▶ Records provided:
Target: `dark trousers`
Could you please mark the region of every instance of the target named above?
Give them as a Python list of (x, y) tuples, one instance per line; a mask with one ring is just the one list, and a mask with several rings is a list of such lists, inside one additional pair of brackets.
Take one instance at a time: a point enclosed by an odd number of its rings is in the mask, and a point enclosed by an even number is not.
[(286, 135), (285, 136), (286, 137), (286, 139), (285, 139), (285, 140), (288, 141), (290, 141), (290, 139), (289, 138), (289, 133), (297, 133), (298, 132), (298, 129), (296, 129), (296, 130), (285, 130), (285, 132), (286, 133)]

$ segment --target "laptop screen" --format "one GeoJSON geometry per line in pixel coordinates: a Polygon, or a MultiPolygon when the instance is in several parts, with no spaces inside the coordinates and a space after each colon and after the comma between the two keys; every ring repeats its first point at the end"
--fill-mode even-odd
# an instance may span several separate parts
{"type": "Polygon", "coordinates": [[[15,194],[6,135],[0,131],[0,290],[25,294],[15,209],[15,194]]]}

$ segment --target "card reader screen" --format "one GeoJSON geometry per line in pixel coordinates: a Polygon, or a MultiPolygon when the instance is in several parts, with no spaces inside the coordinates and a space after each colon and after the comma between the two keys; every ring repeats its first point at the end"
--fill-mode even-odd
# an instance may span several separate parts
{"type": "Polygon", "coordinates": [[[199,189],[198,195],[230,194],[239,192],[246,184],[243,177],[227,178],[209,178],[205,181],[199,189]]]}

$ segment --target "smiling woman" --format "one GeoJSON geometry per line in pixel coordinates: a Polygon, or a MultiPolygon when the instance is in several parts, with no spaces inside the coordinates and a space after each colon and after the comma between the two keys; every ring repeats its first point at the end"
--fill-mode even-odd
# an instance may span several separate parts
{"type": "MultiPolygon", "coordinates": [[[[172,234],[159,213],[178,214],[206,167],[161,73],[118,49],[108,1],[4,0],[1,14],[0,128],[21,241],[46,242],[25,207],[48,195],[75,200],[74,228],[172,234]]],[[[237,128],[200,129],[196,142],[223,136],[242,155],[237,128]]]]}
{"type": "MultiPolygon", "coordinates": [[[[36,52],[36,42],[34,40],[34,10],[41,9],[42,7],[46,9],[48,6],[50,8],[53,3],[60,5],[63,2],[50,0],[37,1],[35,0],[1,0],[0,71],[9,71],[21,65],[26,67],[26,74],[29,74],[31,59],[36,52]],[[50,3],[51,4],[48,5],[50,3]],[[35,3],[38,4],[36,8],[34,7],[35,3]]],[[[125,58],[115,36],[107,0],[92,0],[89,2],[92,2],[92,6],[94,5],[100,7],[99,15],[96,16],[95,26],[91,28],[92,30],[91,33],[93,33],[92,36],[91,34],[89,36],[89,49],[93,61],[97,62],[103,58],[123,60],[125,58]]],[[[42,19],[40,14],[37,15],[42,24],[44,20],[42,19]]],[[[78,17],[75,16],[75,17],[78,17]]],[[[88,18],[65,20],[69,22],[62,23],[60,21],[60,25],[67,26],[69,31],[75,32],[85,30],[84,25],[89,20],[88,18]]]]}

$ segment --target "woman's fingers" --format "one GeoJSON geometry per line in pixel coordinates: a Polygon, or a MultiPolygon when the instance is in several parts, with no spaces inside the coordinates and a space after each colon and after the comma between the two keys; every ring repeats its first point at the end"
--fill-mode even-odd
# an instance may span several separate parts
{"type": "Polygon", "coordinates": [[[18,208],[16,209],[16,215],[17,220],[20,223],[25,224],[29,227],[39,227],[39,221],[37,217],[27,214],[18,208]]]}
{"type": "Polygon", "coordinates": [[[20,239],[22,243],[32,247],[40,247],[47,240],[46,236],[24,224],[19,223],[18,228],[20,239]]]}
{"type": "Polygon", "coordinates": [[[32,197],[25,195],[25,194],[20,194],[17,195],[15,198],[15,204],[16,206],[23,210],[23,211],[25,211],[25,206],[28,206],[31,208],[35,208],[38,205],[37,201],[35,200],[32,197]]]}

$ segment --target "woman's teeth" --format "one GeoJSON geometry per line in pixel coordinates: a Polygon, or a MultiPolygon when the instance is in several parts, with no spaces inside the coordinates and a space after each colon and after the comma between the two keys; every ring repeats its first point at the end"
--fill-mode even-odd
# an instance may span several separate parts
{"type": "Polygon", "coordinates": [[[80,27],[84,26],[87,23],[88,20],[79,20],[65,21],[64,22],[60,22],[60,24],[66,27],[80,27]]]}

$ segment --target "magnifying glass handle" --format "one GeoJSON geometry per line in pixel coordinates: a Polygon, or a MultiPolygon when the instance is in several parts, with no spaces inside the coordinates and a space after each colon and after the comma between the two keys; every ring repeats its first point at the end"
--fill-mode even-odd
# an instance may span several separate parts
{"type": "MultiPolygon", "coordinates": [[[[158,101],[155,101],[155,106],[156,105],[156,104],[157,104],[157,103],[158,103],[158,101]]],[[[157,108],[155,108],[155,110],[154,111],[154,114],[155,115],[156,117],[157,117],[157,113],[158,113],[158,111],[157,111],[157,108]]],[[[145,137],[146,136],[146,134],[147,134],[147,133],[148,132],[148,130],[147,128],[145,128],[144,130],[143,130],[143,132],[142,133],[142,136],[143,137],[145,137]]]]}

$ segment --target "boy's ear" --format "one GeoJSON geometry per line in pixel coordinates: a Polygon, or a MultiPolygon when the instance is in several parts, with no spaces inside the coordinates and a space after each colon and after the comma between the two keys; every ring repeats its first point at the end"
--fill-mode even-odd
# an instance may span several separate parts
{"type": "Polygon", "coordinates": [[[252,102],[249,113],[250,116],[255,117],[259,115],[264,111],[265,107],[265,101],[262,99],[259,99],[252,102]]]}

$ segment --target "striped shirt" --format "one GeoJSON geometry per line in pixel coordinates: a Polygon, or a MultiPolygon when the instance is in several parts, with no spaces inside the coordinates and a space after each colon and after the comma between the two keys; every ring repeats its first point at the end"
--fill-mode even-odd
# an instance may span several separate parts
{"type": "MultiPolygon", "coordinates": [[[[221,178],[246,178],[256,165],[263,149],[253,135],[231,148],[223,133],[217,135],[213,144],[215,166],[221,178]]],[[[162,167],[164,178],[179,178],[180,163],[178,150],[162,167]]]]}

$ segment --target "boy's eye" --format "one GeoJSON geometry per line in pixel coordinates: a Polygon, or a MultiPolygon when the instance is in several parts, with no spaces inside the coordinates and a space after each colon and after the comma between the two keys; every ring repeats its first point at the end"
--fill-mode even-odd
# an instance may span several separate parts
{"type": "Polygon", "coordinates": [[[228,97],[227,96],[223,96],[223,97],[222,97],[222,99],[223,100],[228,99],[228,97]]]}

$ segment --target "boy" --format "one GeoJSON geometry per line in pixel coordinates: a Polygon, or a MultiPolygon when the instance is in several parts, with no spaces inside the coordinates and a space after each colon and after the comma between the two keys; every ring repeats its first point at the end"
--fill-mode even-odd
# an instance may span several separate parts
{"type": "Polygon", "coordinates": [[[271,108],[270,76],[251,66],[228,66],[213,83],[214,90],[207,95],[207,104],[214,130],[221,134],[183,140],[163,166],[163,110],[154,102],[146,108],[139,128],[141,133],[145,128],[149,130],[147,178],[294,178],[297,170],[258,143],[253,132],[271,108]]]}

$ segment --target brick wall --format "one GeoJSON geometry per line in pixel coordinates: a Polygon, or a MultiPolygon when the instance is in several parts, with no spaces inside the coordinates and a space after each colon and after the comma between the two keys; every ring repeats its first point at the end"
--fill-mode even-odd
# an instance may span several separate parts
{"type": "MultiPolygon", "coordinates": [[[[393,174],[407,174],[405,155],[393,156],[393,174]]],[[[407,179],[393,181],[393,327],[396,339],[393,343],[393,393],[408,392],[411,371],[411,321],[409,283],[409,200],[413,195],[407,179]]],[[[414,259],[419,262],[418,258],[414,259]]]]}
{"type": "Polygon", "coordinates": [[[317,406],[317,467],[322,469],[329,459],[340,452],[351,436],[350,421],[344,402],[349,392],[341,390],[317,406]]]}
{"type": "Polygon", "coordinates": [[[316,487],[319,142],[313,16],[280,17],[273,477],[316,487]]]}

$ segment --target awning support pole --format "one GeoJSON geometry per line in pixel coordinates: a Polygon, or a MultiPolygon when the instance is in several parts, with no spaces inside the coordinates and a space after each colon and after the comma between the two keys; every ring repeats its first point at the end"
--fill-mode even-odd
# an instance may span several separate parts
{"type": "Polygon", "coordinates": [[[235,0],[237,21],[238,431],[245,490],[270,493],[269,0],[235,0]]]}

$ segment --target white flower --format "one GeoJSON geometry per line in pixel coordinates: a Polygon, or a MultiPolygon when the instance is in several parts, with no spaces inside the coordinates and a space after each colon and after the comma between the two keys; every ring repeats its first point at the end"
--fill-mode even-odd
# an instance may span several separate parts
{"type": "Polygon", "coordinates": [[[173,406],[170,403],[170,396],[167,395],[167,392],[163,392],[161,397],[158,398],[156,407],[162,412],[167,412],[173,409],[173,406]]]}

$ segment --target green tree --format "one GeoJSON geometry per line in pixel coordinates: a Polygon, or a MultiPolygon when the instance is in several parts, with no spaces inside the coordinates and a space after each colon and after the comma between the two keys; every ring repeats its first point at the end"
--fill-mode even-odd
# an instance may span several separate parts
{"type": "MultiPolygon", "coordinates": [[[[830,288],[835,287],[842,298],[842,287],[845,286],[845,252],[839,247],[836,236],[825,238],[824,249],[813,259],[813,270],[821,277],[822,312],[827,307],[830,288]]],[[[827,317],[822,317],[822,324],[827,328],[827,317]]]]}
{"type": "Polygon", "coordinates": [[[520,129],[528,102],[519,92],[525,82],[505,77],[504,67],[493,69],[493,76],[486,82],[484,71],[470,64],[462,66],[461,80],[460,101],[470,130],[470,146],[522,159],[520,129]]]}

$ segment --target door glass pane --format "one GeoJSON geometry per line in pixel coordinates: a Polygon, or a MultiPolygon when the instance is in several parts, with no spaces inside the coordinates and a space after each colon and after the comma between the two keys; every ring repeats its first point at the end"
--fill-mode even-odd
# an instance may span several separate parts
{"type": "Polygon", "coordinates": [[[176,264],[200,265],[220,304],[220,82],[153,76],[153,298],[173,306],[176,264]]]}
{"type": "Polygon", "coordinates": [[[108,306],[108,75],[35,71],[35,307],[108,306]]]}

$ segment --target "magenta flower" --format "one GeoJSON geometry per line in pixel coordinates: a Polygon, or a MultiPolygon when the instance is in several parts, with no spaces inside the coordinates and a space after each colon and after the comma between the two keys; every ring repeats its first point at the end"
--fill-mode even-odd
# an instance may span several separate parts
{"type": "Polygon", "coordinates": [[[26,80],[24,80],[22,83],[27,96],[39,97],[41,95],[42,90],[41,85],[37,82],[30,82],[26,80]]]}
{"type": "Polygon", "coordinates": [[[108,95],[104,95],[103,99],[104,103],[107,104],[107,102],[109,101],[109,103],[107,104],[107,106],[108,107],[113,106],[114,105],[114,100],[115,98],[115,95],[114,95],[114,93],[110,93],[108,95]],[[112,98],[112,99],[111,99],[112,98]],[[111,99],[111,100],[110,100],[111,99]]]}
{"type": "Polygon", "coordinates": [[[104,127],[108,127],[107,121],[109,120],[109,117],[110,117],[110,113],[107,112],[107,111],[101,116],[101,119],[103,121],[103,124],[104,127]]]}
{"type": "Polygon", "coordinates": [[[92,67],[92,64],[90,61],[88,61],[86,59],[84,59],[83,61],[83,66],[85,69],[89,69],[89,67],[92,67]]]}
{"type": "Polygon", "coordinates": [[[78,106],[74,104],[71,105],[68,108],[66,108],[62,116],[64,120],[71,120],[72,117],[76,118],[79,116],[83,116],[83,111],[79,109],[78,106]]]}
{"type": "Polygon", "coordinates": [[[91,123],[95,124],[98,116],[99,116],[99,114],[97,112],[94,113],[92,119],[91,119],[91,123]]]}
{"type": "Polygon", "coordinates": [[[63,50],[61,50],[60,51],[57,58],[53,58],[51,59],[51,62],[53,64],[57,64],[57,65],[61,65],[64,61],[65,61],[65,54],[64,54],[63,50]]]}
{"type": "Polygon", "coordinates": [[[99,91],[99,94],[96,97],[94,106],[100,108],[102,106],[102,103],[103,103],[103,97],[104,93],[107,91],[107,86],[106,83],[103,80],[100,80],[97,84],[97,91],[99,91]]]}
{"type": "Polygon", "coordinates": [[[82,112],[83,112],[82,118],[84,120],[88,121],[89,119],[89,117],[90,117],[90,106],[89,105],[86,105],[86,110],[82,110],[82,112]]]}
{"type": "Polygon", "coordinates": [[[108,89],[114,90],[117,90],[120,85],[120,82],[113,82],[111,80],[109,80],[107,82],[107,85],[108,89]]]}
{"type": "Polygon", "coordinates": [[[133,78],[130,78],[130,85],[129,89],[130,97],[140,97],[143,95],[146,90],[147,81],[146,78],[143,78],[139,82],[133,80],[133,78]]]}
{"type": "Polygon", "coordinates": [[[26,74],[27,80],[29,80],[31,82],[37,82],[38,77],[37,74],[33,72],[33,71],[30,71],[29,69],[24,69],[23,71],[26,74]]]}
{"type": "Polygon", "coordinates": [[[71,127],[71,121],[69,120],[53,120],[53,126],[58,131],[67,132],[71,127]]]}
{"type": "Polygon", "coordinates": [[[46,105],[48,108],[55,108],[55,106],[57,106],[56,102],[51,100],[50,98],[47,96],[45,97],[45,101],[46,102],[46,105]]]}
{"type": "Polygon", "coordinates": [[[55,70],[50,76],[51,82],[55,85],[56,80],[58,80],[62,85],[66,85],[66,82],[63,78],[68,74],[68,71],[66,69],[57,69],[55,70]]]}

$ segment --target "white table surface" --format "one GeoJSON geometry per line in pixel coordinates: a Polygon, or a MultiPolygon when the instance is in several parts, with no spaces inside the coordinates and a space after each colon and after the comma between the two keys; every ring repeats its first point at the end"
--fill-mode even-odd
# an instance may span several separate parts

▶ Task details: Print the listing from its first line through the line containing "132), (286, 133)]", reproducing each line without any change.

▶ Output for this exercise:
Target: `dark trousers`
Could you please mark the region of every instance of the target named above?
Give them as a Python list of (x, y) tuples, one instance per line; a mask with one ring is just the one list, and a mask with several rings is a list of such lists, inside one additional pair of brackets.
Take one instance at a time: a point enclosed by an odd number of its rings is in the mask, and a point enclosed by an even number is not.
[(286, 135), (285, 136), (286, 137), (286, 139), (285, 139), (285, 140), (288, 141), (290, 141), (290, 139), (289, 138), (289, 133), (297, 133), (298, 132), (298, 129), (296, 129), (296, 130), (285, 130), (285, 132), (286, 133)]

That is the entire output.